# EXTRAIT RETENU
►

Toutefois, nous souhaitons déployer, vers d'autres secteurs en tension, nos actions de qualification des profils pour le BTP et le grand âge. Nous souhaitons développer des groupes de travail régionaux pour faire mieux connaître notre offre de services, afin que celle-ci soit plus mobilisée par les entreprises. Nous nous appuierons également sur des outils, en cours de développement, issus de l'intelligence artificielle, afin que le conseiller puisse détecter dès le dépôt d'une offre d'emploi les difficultés potentielles de recrutement au regard du marché du travail et recommander des solutions.
Nous travaillons par ailleurs à la préparation, par les conseillers entreprises, des candidats au premier entretien de sélection ; c'est une clef du recrutement. Nous souhaitons nous appuyer sur le réseau des opérateurs de compétences (OPCO) pour mutualiser nos présences territoriales respectives.
En quatrième lieu, enfin, nous voulons nous appuyer fortement sur nos partenaires locaux afin d'enrichir notre action. Ma conviction est que Pôle emploi ne peut réussir seul ; il ne réussira que s'il s'inscrit efficacement dans un écosystème, avec des objectifs partagés avec nos partenaires. Nous devons progresser dans la contractualisation avec les départements, afin de réussir ensemble à augmenter le nombre de bénéficiaires de l'accompagnement global, conformément aux ambitions de la stratégie de lutte contre la pauvreté. Avec nos collègues du réseau Cap emploi, nous travaillons au déploiement, d'ici à la fin de l'année, d'une offre de services intégrée, au profit des demandeurs d'emploi en situation de handicap. C'est un projet de grande ampleur qui nous permettra de franchir un saut qualitatif majeur.
Nous devons simplifier le parcours des jeunes et travailler plus efficacement avec les missions locales. Le plan « 1 jeune, 1 solution » est une très belle opportunité pour le faire et, sur le terrain, des initiatives très intéressantes se font jour. L'objectif est d'intensifier, dans une logique de complémentarité et d'efficacité, tous nos partenariats : avec l'insertion par l'activité économique, avec l'Association pour l'emploi des cadres (APEC) et avec les régions, chefs de file en matière de formation professionnelle.

◄

# EXTRAIT DU JEU

►

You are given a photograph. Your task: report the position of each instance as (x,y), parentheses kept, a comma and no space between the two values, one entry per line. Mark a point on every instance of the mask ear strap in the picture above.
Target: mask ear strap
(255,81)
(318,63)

◄

# CONSIGNES À RESPECTER
Dans l'extrait sur l'action de Pôle emploi, recopiez mot pour mot le passage qui débute par « Nous devons simplifier » et s'achève sur « de formation professionnelle. ».

# SOLUTION PROPOSÉE
Nous devons simplifier le parcours des jeunes et travailler plus efficacement avec les missions locales. Le plan « 1 jeune, 1 solution » est une très belle opportunité pour le faire et, sur le terrain, des initiatives très intéressantes se font jour. L'objectif est d'intensifier, dans une logique de complémentarité et d'efficacité, tous nos partenariats : avec l'insertion par l'activité économique, avec l'Association pour l'emploi des cadres (APEC) et avec les régions, chefs de file en matière de formation professionnelle.